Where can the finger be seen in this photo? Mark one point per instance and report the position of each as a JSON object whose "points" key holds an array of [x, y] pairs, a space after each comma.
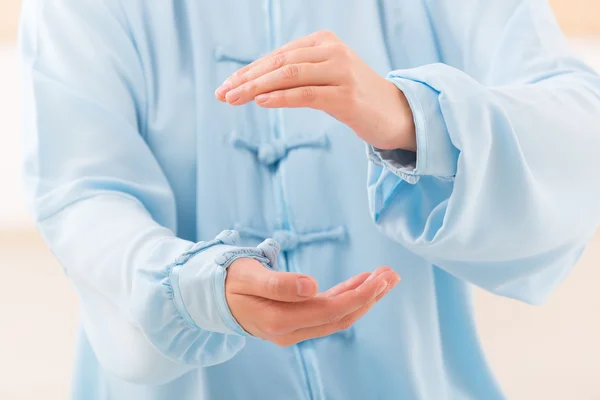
{"points": [[321, 98], [349, 284], [280, 286], [331, 328], [305, 41], [286, 77], [273, 63], [353, 282], [317, 311]]}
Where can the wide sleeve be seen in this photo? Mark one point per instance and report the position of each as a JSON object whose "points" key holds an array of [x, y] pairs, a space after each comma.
{"points": [[504, 190], [153, 304]]}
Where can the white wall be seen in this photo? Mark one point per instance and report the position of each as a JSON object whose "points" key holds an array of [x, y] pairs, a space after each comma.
{"points": [[13, 214]]}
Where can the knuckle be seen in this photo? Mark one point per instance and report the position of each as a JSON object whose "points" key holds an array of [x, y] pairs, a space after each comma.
{"points": [[273, 285], [345, 323], [272, 324], [283, 342], [242, 79], [340, 50], [308, 94], [290, 71], [278, 60], [327, 34]]}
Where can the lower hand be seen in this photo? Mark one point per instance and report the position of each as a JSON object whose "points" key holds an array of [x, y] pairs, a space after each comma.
{"points": [[284, 308], [319, 71]]}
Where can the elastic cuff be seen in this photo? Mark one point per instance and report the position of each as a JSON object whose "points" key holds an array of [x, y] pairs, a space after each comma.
{"points": [[266, 253], [436, 155], [198, 280]]}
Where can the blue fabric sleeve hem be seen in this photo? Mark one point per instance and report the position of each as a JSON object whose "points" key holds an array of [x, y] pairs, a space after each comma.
{"points": [[224, 261], [436, 155]]}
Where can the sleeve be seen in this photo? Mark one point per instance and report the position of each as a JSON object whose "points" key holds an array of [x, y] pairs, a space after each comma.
{"points": [[503, 192], [154, 304]]}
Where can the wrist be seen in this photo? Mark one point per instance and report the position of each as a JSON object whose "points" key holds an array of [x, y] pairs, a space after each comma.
{"points": [[401, 132]]}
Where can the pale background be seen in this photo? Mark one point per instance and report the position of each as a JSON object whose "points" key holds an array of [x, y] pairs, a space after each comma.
{"points": [[550, 352]]}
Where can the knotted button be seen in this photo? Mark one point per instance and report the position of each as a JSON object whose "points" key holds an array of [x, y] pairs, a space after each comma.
{"points": [[270, 153], [287, 240], [229, 237], [270, 249]]}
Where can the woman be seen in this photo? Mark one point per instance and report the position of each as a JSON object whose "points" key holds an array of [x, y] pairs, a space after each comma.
{"points": [[161, 200]]}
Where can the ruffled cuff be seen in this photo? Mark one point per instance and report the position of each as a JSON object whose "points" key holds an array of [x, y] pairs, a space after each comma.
{"points": [[436, 155], [182, 309]]}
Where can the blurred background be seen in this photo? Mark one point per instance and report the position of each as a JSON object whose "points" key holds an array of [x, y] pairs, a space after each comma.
{"points": [[550, 352]]}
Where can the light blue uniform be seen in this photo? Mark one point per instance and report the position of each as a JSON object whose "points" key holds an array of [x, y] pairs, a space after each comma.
{"points": [[133, 168]]}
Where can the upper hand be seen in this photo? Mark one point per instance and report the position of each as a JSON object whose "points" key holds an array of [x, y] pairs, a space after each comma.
{"points": [[284, 307], [319, 71]]}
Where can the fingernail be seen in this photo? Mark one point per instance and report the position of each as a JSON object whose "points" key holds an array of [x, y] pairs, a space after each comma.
{"points": [[381, 288], [305, 287], [233, 95], [222, 90], [262, 98]]}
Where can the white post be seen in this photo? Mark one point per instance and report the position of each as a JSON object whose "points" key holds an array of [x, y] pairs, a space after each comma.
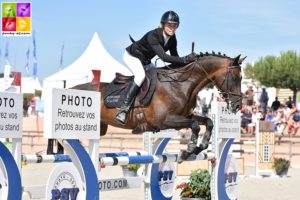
{"points": [[256, 146], [93, 150], [148, 148], [17, 151]]}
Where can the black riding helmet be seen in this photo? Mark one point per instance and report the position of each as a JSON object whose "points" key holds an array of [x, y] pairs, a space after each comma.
{"points": [[170, 17]]}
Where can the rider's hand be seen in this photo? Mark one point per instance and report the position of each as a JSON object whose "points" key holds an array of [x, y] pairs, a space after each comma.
{"points": [[190, 58]]}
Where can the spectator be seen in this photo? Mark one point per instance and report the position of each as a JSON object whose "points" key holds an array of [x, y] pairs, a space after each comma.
{"points": [[250, 96], [275, 104], [246, 120], [263, 100]]}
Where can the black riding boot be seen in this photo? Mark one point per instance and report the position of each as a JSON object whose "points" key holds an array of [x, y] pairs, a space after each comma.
{"points": [[128, 100]]}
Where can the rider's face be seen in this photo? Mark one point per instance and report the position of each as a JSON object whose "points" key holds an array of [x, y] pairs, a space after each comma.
{"points": [[170, 29]]}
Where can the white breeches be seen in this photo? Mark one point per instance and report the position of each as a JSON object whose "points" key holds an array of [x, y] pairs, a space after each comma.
{"points": [[136, 67]]}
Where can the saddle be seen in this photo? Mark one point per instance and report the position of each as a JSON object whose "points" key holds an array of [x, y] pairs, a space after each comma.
{"points": [[115, 91]]}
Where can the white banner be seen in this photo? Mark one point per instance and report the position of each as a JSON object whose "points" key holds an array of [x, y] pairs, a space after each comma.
{"points": [[227, 123], [72, 114], [11, 115]]}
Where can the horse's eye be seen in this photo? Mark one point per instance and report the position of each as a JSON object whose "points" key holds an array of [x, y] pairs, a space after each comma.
{"points": [[225, 95]]}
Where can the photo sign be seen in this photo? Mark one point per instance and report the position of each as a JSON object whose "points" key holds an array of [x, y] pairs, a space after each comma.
{"points": [[72, 114], [11, 115], [227, 123]]}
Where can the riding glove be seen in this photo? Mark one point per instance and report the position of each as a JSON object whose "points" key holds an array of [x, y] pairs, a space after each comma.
{"points": [[190, 58]]}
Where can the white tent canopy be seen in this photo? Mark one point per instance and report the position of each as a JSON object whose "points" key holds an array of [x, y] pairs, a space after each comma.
{"points": [[94, 57], [29, 85]]}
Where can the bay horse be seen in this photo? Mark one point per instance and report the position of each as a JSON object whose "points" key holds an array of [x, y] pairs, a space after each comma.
{"points": [[175, 95]]}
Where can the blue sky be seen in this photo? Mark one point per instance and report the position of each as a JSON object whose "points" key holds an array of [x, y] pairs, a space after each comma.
{"points": [[252, 28]]}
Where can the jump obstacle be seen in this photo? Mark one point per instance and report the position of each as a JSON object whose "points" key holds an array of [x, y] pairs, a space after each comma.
{"points": [[160, 172]]}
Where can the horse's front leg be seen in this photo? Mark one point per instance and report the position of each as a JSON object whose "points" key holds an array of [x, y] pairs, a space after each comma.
{"points": [[207, 135], [179, 122]]}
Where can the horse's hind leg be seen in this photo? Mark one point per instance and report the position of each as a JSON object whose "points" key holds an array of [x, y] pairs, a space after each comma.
{"points": [[103, 129]]}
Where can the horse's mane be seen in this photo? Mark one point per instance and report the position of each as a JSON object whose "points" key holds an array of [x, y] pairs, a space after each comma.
{"points": [[200, 55]]}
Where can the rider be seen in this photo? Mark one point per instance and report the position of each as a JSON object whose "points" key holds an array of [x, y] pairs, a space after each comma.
{"points": [[138, 56]]}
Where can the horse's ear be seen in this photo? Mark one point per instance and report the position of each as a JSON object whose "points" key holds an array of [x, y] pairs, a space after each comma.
{"points": [[242, 59], [236, 60]]}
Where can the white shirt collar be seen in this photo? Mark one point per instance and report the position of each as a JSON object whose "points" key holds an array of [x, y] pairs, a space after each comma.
{"points": [[166, 38]]}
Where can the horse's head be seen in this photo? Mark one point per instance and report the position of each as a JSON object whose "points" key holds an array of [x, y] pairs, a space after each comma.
{"points": [[229, 83], [225, 74]]}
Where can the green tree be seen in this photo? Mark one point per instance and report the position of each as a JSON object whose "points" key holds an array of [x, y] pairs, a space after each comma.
{"points": [[280, 72]]}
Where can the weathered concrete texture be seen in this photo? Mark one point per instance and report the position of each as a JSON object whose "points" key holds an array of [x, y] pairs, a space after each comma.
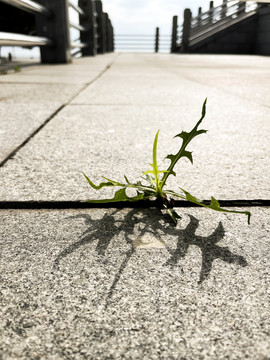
{"points": [[18, 122], [109, 128], [246, 77], [162, 79], [112, 141], [127, 284], [81, 71], [29, 98]]}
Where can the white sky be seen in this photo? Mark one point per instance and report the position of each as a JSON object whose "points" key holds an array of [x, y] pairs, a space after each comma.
{"points": [[143, 16]]}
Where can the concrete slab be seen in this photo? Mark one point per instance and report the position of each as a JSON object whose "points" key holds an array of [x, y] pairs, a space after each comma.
{"points": [[149, 79], [81, 71], [56, 94], [87, 284], [112, 141], [18, 122]]}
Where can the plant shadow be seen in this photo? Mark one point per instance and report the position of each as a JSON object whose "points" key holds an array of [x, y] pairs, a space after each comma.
{"points": [[151, 222]]}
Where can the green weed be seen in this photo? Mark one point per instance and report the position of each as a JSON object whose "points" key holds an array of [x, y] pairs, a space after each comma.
{"points": [[154, 181]]}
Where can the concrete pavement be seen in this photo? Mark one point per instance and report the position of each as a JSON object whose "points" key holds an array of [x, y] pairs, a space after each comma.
{"points": [[111, 284]]}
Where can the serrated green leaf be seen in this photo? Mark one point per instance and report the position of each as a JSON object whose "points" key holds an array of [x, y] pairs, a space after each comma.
{"points": [[101, 185], [120, 195], [186, 138]]}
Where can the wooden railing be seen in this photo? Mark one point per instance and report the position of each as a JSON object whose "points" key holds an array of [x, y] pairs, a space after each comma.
{"points": [[143, 43], [201, 26], [53, 29]]}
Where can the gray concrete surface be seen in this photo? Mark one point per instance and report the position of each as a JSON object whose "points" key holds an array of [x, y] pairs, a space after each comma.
{"points": [[108, 129], [126, 284], [30, 97]]}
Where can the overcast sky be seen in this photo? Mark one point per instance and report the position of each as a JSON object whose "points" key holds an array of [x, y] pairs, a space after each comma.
{"points": [[143, 16]]}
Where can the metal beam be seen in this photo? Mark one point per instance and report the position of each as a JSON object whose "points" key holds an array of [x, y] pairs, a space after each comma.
{"points": [[12, 39], [29, 6]]}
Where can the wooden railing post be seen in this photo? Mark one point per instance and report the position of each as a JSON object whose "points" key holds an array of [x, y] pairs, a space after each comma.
{"points": [[101, 28], [199, 14], [88, 21], [157, 40], [224, 9], [56, 28], [109, 33], [241, 8], [211, 11], [186, 30], [174, 34]]}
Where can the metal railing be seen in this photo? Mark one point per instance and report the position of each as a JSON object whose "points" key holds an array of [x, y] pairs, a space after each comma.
{"points": [[143, 43], [53, 29], [204, 24]]}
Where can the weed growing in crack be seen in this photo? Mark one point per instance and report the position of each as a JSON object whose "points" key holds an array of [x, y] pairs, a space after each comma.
{"points": [[154, 181]]}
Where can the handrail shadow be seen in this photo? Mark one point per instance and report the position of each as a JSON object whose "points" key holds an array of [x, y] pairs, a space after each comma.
{"points": [[154, 222]]}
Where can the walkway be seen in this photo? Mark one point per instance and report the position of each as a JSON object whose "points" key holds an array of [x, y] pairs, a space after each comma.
{"points": [[125, 284]]}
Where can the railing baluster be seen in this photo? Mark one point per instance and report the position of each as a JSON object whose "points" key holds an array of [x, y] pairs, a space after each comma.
{"points": [[88, 20], [57, 29]]}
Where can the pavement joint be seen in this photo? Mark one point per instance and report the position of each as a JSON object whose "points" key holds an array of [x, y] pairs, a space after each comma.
{"points": [[19, 205]]}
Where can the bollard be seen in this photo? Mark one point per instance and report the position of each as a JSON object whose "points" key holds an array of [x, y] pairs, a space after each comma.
{"points": [[101, 28], [241, 8], [211, 11], [55, 27], [186, 30], [157, 40], [108, 33], [224, 9], [88, 21], [174, 34]]}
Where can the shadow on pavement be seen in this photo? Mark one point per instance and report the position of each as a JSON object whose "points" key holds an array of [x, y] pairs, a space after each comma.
{"points": [[153, 222]]}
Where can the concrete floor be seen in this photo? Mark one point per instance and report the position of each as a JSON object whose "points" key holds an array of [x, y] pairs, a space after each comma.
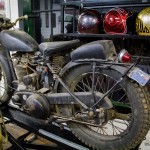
{"points": [[16, 131]]}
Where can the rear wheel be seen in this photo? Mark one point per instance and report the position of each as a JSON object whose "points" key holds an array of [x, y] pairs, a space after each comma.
{"points": [[128, 99]]}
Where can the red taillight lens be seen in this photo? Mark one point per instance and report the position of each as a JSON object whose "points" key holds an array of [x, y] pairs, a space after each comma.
{"points": [[124, 56], [115, 21]]}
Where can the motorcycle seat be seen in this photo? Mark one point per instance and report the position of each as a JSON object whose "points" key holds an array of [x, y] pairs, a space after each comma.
{"points": [[48, 48]]}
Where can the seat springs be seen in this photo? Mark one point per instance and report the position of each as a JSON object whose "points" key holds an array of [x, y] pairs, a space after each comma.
{"points": [[56, 64]]}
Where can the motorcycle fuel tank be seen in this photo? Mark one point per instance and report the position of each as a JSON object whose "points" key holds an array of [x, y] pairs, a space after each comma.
{"points": [[18, 40]]}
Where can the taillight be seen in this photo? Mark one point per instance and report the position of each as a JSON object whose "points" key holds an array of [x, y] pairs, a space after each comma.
{"points": [[115, 21], [124, 56]]}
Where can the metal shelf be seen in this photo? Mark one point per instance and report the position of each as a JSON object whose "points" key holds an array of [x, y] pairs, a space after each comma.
{"points": [[106, 3]]}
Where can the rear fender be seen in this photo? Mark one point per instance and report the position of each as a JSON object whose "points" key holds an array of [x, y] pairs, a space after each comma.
{"points": [[102, 49], [120, 69]]}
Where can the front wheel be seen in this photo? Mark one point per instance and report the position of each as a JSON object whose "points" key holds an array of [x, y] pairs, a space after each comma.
{"points": [[128, 99]]}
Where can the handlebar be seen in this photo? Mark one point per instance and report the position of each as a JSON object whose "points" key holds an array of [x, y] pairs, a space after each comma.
{"points": [[8, 24]]}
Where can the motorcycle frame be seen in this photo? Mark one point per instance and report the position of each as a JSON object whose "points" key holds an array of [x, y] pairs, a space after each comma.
{"points": [[124, 69]]}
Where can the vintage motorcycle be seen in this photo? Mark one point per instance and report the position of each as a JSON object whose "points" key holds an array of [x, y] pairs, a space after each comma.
{"points": [[96, 92]]}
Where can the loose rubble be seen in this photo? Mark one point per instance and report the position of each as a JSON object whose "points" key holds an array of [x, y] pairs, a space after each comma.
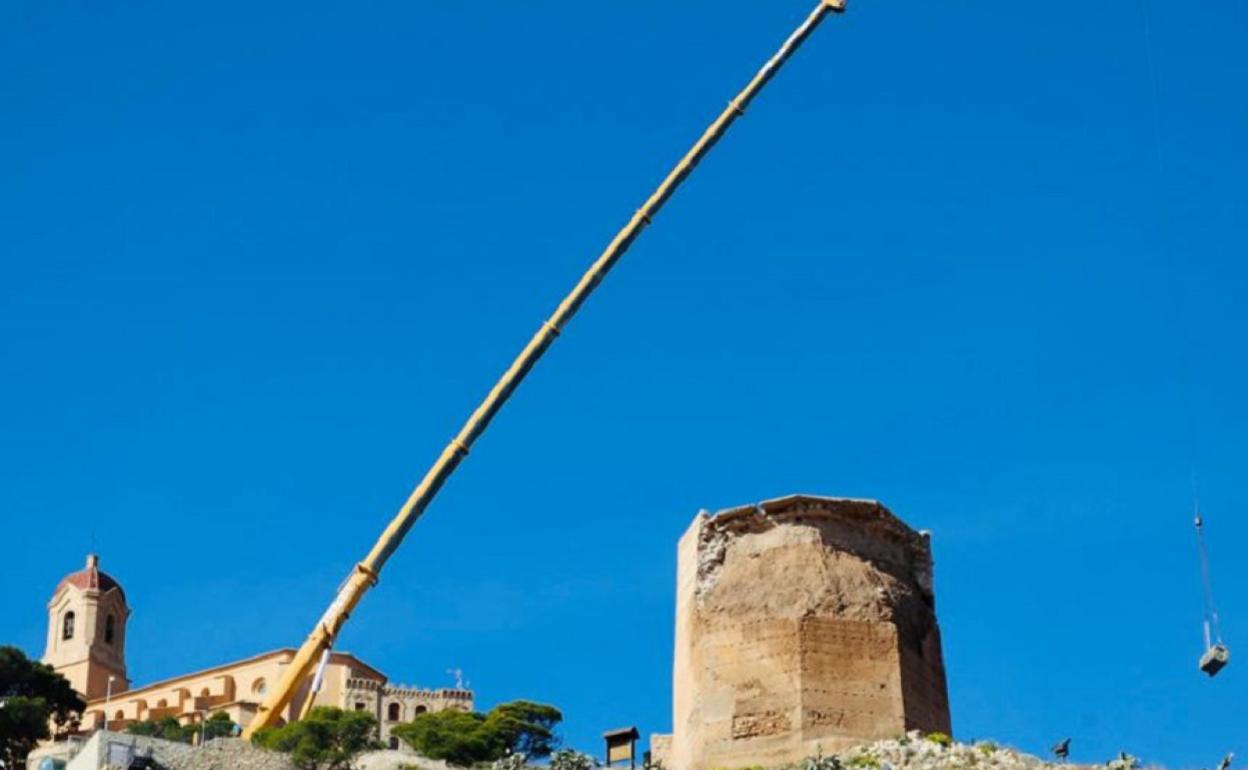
{"points": [[227, 754], [916, 751]]}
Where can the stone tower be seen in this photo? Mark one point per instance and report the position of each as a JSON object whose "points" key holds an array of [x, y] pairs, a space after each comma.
{"points": [[86, 632], [803, 623]]}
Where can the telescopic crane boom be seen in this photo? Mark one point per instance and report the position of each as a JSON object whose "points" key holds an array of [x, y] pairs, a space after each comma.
{"points": [[365, 575]]}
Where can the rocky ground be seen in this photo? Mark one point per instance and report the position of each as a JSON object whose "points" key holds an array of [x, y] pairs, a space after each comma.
{"points": [[910, 753], [917, 753]]}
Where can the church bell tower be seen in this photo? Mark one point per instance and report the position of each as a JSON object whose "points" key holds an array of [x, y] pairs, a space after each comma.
{"points": [[86, 632]]}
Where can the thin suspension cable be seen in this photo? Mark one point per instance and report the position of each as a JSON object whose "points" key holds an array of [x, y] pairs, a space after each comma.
{"points": [[1166, 242], [1212, 622]]}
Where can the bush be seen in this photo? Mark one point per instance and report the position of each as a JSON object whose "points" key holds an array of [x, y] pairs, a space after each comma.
{"points": [[34, 698], [463, 738], [327, 738], [567, 759]]}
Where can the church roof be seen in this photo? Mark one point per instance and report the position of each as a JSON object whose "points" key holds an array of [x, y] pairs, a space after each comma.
{"points": [[90, 578]]}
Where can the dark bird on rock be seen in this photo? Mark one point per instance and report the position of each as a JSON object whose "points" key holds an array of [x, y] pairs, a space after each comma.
{"points": [[1062, 749]]}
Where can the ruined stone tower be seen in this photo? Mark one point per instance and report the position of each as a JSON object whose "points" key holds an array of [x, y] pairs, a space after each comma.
{"points": [[801, 623]]}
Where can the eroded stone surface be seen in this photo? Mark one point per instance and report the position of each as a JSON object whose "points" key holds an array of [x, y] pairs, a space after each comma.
{"points": [[801, 623]]}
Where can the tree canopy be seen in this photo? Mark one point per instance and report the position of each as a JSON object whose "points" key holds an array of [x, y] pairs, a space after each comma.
{"points": [[327, 738], [466, 738], [31, 696]]}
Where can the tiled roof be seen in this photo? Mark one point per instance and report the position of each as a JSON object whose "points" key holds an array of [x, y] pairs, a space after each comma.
{"points": [[90, 578]]}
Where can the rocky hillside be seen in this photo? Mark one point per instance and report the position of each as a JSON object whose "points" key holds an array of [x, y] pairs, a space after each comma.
{"points": [[910, 753]]}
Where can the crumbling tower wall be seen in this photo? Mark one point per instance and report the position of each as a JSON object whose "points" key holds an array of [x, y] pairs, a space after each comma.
{"points": [[801, 623]]}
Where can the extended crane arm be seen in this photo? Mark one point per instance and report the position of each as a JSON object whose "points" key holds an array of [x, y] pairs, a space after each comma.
{"points": [[366, 573]]}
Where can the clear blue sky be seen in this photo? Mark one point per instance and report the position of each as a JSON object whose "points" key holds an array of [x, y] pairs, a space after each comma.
{"points": [[261, 260]]}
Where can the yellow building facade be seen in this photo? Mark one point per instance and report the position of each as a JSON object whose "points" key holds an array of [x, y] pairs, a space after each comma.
{"points": [[86, 643]]}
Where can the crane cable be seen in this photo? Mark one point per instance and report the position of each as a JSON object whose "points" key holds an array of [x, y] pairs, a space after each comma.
{"points": [[1212, 622]]}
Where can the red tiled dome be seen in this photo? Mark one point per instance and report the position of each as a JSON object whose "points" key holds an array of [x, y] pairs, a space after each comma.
{"points": [[90, 578]]}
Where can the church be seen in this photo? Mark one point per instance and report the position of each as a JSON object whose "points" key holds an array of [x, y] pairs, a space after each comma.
{"points": [[86, 643]]}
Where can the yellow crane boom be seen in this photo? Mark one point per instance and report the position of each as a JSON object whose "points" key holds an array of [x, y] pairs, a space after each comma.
{"points": [[366, 573]]}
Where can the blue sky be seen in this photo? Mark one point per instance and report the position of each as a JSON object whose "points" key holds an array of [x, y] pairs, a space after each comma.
{"points": [[260, 261]]}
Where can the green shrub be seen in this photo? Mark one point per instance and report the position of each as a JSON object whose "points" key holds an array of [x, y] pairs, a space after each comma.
{"points": [[467, 738], [327, 739]]}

###

Leave out every line before the one containing "Where can the green shrub". Transcribe that line and all lines after it through the end of the data above, exactly.

Where can the green shrub be seen in this photo? Mark one point per instance and report the position of each as a JSON object whose "points" key holds an array of [x, y] pairs, a space after each comma.
{"points": [[467, 738], [327, 739]]}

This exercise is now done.